**Tugas Anda**
**1)** Menurut kutipan tentang maksim tuturan di kelas, tuturan siswa "Bisa Pak" termasuk maksim apa?
**2)** Berikan tanpa perubahan bagian kutipan tentang maksim tuturan di kelas dari "Siswa : (diam)" sampai "kepada siswa.".

**Kutipan Teks**

Ketika seorang guru bertanya
apakah kegiatan presentasi
kelompok sudah bisa dimulai
dan tentang kesiapan siswa
mempresentasikan hasil
diskusinya, dan siswa
menjawab dengan tuturan
“Bisa Pak” tuturan tersebut
termasuk maksim kesetujuan
karena antara penutur dan
mitra tutur menunjukkan
adanya kesepakatan
5. Penyimpangan Maksim
Kedermawanan
Data 01.02.04
Guru : Kemudian nilai yang
membangun yah kalau
kita bicara cerpen
dengan novel
kemudian roman yah
ada unsur intrinsik
dan ekstrinsik tidak
mungkin tidak ada
cuma hanya ini saja
yang kita pelajari dulu
paham yah jadi
dimohon yah kalau
sering dipertanyakan
sifat dengan karakter
itu juga sementara
dalam kamus Bahasa
Indonesia sifat dengan
karakter itu juga yah?
Siswa : (diam)
Konteks :
Pada saat guru memberikan
tugas kepada siswa, guru
menjelaskan mengenai tugas
tersebut dan menanyakan
salah satu arti kata dalam
kamus bahasa Indonesia
kepada siswa.

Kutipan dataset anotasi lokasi
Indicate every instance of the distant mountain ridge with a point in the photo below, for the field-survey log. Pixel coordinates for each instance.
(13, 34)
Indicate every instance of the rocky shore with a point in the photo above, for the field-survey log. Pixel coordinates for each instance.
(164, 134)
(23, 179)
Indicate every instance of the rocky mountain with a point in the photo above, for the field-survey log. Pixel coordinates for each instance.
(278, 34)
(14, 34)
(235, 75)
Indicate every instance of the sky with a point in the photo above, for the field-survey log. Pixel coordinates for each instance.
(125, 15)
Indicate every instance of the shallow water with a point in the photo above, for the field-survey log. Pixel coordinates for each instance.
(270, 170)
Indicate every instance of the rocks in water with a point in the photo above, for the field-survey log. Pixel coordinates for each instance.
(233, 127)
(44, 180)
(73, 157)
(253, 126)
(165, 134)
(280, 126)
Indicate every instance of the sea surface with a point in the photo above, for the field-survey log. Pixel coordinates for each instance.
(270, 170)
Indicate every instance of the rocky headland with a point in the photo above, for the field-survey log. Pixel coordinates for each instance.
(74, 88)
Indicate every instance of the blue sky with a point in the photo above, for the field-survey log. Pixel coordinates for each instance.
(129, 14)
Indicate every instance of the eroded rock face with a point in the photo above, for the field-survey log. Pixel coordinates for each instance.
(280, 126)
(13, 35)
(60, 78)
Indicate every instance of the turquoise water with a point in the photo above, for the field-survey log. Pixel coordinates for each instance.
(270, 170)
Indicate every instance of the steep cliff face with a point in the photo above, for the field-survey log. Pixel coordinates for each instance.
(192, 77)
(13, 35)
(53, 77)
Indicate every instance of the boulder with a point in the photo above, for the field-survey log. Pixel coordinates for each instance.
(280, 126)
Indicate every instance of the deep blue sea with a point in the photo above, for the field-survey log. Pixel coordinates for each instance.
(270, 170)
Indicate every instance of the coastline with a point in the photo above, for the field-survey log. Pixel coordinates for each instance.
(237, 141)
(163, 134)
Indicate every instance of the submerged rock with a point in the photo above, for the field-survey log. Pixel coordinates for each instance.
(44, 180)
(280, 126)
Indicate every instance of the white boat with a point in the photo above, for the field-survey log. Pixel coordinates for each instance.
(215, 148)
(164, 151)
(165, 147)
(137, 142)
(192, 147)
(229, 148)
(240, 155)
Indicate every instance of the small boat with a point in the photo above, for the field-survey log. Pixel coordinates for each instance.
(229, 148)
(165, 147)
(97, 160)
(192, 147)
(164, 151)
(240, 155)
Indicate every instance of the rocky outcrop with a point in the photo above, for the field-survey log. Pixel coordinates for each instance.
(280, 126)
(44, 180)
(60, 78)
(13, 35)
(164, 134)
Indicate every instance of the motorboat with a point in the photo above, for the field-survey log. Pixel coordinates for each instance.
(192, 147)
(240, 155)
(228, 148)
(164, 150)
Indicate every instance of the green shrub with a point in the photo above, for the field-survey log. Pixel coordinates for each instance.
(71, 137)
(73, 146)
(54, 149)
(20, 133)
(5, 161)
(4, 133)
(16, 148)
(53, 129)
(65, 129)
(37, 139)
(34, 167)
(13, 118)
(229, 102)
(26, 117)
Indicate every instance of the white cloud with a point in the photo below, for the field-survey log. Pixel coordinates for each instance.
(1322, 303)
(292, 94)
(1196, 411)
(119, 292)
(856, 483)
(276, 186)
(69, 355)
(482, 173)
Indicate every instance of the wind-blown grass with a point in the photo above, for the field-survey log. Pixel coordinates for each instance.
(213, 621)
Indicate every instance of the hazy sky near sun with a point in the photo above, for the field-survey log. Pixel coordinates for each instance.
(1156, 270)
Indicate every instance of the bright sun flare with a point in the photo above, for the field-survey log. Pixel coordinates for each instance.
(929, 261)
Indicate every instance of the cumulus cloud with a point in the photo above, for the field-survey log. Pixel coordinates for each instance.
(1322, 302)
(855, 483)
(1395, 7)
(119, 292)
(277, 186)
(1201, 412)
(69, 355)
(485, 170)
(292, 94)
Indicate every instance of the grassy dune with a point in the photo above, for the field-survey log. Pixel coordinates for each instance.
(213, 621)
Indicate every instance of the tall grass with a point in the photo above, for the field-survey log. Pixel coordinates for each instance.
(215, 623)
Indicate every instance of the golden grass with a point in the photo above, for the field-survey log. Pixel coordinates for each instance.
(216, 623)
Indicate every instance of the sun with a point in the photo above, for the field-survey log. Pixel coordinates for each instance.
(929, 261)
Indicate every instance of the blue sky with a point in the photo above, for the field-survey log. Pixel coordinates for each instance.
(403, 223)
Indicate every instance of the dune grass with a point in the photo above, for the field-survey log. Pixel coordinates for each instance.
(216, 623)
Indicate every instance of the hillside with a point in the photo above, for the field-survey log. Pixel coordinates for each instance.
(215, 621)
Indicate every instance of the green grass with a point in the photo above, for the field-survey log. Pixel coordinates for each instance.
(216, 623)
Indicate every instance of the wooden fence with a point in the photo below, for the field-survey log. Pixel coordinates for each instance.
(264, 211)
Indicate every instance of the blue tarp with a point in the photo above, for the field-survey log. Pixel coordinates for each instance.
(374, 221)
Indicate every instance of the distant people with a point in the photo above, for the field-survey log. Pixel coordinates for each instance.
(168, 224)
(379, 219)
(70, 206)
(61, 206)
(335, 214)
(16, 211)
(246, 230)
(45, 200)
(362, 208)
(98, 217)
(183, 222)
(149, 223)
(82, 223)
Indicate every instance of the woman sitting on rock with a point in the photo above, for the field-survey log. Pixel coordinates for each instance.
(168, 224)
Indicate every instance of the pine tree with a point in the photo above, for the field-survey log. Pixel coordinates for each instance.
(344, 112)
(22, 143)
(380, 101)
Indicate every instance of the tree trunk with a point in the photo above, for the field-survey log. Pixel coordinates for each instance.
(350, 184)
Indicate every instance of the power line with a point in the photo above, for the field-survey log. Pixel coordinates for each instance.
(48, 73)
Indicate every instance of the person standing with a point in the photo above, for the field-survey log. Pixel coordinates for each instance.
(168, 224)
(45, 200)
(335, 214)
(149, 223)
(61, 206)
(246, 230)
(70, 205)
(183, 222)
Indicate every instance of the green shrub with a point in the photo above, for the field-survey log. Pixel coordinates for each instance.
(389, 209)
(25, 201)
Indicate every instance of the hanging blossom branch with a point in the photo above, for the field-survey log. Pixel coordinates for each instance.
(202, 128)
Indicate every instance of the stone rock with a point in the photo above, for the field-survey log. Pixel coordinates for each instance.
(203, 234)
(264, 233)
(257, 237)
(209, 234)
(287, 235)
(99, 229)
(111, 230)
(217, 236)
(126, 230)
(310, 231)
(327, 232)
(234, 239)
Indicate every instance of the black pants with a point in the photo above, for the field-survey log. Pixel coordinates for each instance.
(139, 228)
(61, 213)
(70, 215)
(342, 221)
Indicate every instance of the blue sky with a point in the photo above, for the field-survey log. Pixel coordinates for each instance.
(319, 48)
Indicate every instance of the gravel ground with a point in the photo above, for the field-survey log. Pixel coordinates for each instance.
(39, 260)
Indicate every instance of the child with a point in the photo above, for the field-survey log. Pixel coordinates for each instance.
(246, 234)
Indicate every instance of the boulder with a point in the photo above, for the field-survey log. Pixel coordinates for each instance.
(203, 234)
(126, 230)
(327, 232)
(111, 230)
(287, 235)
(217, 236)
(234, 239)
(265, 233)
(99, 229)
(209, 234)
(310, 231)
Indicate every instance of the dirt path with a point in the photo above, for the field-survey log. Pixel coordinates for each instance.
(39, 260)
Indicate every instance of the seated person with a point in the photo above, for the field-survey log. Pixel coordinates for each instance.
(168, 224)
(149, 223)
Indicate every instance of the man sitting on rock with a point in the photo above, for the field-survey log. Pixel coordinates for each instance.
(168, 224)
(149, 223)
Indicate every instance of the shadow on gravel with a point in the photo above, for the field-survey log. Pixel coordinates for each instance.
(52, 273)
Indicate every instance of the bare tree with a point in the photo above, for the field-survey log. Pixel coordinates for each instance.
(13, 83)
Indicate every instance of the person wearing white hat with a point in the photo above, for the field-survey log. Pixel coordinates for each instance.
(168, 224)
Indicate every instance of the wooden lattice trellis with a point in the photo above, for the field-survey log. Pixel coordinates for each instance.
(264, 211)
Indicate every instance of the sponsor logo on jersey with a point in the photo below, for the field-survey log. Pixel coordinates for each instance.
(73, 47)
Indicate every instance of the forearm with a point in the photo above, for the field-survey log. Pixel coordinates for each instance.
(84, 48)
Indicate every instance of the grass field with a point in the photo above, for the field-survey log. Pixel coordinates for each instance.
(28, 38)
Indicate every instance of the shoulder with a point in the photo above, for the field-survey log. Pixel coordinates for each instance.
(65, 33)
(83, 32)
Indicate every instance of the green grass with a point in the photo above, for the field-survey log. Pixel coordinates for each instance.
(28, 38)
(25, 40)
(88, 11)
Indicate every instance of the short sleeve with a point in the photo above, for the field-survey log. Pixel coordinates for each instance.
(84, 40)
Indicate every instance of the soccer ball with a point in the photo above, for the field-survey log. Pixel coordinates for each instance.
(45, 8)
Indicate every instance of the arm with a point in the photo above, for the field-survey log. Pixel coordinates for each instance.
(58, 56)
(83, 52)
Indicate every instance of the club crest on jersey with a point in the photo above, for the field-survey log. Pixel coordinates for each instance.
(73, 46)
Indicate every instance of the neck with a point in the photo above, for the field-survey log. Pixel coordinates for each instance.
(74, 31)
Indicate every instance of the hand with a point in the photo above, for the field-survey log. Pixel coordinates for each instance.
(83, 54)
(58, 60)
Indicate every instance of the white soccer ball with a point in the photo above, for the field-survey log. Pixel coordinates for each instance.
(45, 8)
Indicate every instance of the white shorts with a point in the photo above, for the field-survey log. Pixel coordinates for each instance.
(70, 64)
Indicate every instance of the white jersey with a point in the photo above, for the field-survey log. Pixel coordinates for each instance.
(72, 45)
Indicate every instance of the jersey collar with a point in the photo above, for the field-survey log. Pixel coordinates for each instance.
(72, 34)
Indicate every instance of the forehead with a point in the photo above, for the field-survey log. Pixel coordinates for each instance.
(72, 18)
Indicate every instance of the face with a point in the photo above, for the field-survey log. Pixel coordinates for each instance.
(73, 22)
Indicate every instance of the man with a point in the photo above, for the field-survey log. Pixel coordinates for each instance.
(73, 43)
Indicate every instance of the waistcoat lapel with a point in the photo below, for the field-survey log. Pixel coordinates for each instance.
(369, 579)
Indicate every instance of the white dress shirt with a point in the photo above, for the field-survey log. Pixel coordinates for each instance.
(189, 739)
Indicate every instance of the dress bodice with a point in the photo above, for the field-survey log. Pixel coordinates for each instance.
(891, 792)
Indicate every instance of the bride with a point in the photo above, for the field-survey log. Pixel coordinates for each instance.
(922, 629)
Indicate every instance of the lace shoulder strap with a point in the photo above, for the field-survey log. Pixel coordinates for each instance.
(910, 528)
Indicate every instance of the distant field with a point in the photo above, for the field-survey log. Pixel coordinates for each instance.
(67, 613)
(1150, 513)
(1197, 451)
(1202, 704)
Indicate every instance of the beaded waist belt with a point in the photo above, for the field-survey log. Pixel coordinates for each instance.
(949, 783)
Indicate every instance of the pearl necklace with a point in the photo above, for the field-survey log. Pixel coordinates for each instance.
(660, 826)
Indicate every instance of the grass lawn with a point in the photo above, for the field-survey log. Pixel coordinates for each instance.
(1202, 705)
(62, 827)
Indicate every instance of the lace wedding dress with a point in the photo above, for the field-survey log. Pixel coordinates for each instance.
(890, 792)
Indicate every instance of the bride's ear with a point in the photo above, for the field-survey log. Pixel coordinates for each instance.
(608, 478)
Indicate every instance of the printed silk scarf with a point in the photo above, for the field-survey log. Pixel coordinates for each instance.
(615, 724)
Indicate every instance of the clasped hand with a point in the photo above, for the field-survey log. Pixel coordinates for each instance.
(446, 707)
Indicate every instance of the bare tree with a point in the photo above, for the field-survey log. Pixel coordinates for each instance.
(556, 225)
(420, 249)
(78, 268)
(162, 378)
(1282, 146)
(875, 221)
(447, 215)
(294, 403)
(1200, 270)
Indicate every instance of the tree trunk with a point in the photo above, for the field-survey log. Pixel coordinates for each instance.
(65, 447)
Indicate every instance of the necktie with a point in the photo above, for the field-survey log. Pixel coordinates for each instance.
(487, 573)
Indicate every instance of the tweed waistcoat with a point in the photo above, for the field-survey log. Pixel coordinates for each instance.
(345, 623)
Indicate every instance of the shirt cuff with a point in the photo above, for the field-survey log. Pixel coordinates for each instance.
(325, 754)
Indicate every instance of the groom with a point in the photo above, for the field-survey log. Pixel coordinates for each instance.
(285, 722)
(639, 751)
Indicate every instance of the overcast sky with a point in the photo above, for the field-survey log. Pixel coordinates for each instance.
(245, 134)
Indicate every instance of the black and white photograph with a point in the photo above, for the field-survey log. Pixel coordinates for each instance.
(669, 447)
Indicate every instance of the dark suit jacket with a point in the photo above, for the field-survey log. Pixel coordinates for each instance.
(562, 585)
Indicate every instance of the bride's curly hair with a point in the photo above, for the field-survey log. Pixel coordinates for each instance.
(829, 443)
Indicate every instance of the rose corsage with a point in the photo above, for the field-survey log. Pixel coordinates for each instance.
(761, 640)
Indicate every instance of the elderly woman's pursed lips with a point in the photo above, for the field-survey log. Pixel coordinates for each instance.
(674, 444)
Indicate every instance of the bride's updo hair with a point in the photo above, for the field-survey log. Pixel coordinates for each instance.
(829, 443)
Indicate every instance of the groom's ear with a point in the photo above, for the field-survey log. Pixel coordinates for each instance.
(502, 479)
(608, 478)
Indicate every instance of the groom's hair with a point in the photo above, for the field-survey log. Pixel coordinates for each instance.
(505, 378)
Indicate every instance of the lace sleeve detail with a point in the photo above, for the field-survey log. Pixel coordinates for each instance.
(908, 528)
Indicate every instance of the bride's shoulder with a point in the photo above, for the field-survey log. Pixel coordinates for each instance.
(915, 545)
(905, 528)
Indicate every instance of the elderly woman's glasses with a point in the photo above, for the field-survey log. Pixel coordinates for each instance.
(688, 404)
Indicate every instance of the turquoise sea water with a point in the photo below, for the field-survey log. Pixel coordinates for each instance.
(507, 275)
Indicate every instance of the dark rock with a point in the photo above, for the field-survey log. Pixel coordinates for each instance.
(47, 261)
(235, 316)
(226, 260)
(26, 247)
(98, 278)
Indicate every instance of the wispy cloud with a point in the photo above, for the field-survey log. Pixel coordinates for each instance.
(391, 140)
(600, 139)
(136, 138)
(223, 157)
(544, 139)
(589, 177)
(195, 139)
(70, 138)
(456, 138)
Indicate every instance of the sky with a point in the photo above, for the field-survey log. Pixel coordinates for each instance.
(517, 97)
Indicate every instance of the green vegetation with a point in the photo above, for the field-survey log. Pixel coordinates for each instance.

**Jawaban Lengkap**
**1)** Maksim kesetujuan.

**2)**
Siswa : (diam)
Konteks :
Pada saat guru memberikan
tugas kepada siswa, guru
menjelaskan mengenai tugas
tersebut dan menanyakan
salah satu arti kata dalam
kamus bahasa Indonesia
kepada siswa.